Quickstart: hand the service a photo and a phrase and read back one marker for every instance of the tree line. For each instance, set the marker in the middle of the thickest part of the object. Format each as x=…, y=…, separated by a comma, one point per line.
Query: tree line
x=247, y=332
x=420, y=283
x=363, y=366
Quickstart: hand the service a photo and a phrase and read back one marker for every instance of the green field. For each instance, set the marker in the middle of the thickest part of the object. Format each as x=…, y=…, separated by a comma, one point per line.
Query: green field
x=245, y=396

◇ ◇ ◇ ◇ ◇

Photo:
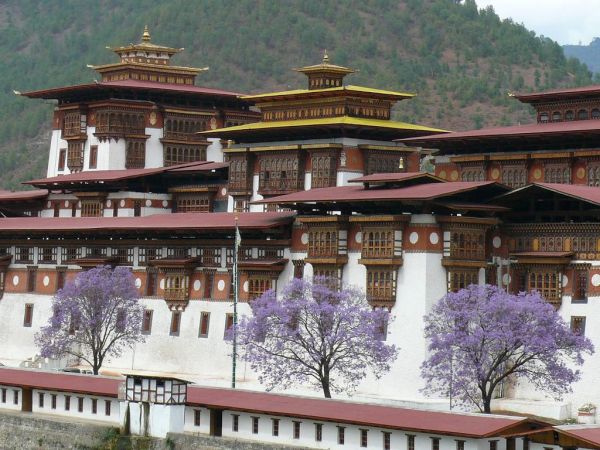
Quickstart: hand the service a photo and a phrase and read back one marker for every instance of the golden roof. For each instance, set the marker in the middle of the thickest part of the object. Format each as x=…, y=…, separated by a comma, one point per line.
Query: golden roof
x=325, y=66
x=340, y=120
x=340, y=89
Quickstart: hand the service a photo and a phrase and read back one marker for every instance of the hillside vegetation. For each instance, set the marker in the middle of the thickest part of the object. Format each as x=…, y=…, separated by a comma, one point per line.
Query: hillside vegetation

◇ ◇ ◇ ◇ ◇

> **Instruction**: Could you arrange the data between the lines holding "of the tree" and "x=363, y=366", inclusive, as a two-column CSV headed text and answer, with one row for each piece of text and its answer, each in a single quoted field with line breaks replaced by spaces?

> **The output**:
text,answer
"Quickstart: hand the service a photo and a phrase and read back one marker for every instance of the tree line. For each instance, set the marker in the middle of the thickest part of the object. Format each as x=…, y=…, separated by a comma, one point per line. Query: tree line","x=247, y=332 x=420, y=283 x=363, y=366"